TEXTE |
========
Pourtant, plusieurs arrêts récents de la Cour de justice des Communautés européennes ont mis en exergue les faiblesses du cadre juridique actuel de l’Union européenne applicable aux droits sociaux fondamentaux et à la libre circulation des travailleurs et des services.

La Cour a ainsi confirmé une hiérarchie des normes, les libertés de marché occupant le sommet de cette hiérarchie au détriment des droits sociaux fondamentaux.

Mme Françoise Laborde. Par ailleurs, elle a choisi d’interpréter la directive sur le détachement de manière très restrictive. En effet, elle limite la capacité des syndicats à prendre des mesures contre le dumping social et à garantir un traitement égal aux travailleurs locaux et migrants dans le pays d’accueil. Elle empêche également les États membres d’appliquer les dispositions en matière d’ordre public dans des situations de détachement pour prévenir une concurrence déloyale entre des entreprises de service locales et étrangères, ce qui porte préjudice aux travailleurs et aux petites entreprises locales.

Il est donc impératif de pallier les faiblesses du cadre juridique européen, notamment en le clarifiant, de réviser profondément la directive du 16 décembre 1996, afin de défendre au mieux les travailleurs européens contre la concurrence déloyale sur les salaires et les conditions de travail, de lutter pour l’égalité de traitement entre travailleurs migrants et locaux et de prendre les mesures nécessaires pour améliorer les conditions de vie et de travail sur le marché européen.

Nos collègues socialistes ont bien expliqué la problématique des différences d’interprétation des divers arrêts de la Cour de justice des communautés européennes. Notre inquiétude quant au non-respect du droit à l’action collective et des droits syndicaux en Europe dans le cadre du détachement des travailleurs incitera la majorité du groupe RDSE à voter en faveur de cette résolution. (Bravo ! et applaudissements sur les travées du groupe socialiste et du groupe CRC-SPG.)

Mme la présidente. La parole est à M. Paul Blanc.
========
DONNÉES À ANALYSER |

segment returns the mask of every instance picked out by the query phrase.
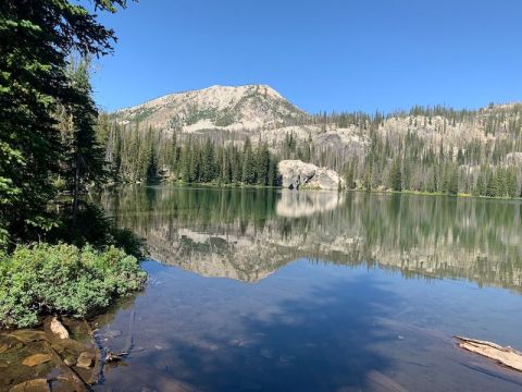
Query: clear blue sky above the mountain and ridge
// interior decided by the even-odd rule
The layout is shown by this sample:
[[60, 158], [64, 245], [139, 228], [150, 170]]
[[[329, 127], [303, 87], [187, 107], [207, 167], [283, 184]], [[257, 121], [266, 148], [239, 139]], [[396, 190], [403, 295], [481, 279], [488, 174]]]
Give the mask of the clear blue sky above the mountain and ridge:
========
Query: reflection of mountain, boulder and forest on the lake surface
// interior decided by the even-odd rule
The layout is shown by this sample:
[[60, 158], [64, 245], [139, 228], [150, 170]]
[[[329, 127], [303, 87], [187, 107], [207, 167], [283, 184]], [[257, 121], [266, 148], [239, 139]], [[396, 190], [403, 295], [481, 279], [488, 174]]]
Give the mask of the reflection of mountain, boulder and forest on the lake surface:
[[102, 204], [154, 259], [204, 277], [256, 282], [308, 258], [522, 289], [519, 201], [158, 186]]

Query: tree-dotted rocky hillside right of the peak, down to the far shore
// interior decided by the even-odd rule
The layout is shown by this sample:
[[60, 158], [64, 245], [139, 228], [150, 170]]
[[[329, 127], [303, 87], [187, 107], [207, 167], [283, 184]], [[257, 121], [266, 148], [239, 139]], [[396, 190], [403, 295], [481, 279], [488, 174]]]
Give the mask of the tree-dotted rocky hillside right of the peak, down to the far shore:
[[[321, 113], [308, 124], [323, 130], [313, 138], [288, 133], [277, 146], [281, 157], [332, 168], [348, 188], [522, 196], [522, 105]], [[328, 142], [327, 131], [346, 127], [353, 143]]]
========
CONSIGNE |
Pour chacune des affirmations ci-dessous, dites si elle concorde avec le texte : répondez oui ou non et citez mot pour mot le passage du texte qui tranche.
1. La Cour a placé les libertés de marché au sommet de la hiérarchie des normes.
2. La Cour a interprété la directive sur le détachement de manière large.
3. La majorité du groupe RDSE votera contre la résolution.

CORRIGÉ |
1. Oui : « les libertés de marché occupant le sommet de cette hiérarchie au détriment des droits sociaux fondamentaux ».
2. Non : « elle a choisi d’interpréter la directive sur le détachement de manière très restrictive ».
3. Non : « incitera la majorité du groupe RDSE à voter en faveur de cette résolution ».